▶ GOAL OF THE EXERCISE:
Rewrite everything in the data from the line containing "of the **green" down to the line containing "[82, 0], [69, 0]]", both included, keeping the request text unchanged and multiplying every vertex coordinate in the answers by 0.85, rounded to whole numbers with halves rounded up.

[Annotation dataset entries]
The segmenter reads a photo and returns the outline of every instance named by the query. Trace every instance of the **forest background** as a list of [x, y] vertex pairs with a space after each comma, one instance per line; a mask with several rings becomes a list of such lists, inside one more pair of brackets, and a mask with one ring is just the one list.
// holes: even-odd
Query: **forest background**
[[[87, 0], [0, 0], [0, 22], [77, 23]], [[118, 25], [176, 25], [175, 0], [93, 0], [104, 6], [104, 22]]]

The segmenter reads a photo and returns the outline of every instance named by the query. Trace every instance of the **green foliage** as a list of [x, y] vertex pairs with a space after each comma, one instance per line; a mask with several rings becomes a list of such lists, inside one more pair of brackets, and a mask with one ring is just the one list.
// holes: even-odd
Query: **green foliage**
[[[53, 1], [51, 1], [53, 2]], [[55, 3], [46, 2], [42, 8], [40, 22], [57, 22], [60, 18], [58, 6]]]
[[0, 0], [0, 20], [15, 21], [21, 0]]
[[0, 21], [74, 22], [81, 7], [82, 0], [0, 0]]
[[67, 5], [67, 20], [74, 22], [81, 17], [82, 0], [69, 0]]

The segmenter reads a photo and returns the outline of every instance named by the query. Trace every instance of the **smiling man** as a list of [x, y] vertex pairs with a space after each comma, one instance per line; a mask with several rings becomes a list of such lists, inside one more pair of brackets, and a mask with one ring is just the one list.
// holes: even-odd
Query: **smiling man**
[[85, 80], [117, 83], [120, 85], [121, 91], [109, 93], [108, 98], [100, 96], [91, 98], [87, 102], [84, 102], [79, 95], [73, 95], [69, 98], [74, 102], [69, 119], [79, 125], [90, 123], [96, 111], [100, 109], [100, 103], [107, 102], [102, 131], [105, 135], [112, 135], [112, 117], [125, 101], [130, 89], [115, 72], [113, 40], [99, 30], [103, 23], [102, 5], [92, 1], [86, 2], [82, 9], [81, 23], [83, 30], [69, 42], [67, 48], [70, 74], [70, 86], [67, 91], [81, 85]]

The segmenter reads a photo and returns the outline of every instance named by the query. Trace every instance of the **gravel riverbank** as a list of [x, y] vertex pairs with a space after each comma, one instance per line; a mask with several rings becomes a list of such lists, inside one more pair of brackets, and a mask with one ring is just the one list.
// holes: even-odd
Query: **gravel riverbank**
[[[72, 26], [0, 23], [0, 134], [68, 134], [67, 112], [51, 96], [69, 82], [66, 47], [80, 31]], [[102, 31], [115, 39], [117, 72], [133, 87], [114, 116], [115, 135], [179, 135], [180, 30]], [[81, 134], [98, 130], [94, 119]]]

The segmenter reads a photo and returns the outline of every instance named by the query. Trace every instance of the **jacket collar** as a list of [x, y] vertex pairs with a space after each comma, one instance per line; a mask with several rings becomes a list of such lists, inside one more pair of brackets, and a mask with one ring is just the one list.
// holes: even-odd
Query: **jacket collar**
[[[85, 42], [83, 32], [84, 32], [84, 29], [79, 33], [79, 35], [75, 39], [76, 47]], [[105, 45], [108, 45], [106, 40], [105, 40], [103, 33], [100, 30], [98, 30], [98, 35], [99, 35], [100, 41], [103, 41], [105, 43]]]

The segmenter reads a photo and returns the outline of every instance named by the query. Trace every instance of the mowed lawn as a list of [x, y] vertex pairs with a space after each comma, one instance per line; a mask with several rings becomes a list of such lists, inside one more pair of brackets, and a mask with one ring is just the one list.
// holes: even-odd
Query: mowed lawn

▶ ANSWER IN FULL:
The segmenter reads a photo and returns the outline of every instance named by the query. Trace every instance of the **green foliage** as a list of [x, y] vertex pairs with a space after each comma, one instance per line; a mask with several rings becomes a list of such lists, inside one more pair of brackets, and a mask with one ring is just the one list.
// holes: even-odd
Query: **green foliage**
[[[45, 1], [43, 1], [45, 2]], [[47, 3], [39, 2], [36, 7], [34, 19], [48, 19], [51, 15], [49, 5]]]
[[0, 0], [0, 17], [13, 18], [18, 0]]
[[0, 18], [63, 19], [69, 6], [70, 0], [0, 0]]
[[57, 4], [57, 17], [63, 19], [69, 14], [70, 0], [59, 0]]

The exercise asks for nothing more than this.